• _What the task requires_
Output every line of the rows below as a JSON array of strings, one string per line, leaving out any blank lines.

----

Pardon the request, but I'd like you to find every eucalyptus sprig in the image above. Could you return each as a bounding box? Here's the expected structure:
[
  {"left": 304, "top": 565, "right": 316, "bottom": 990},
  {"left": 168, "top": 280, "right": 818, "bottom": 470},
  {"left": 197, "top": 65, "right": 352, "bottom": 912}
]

----

• _Finished task_
[
  "Pardon the request, but I'd like you to find every eucalyptus sprig in the image above. Could you return each as a bounding box? Here's the expected structure:",
  "[",
  "  {\"left\": 304, \"top\": 565, \"right\": 316, \"bottom\": 990},",
  "  {\"left\": 168, \"top\": 280, \"right\": 818, \"bottom\": 470},",
  "  {\"left\": 197, \"top\": 65, \"right\": 352, \"bottom\": 912}",
  "]"
]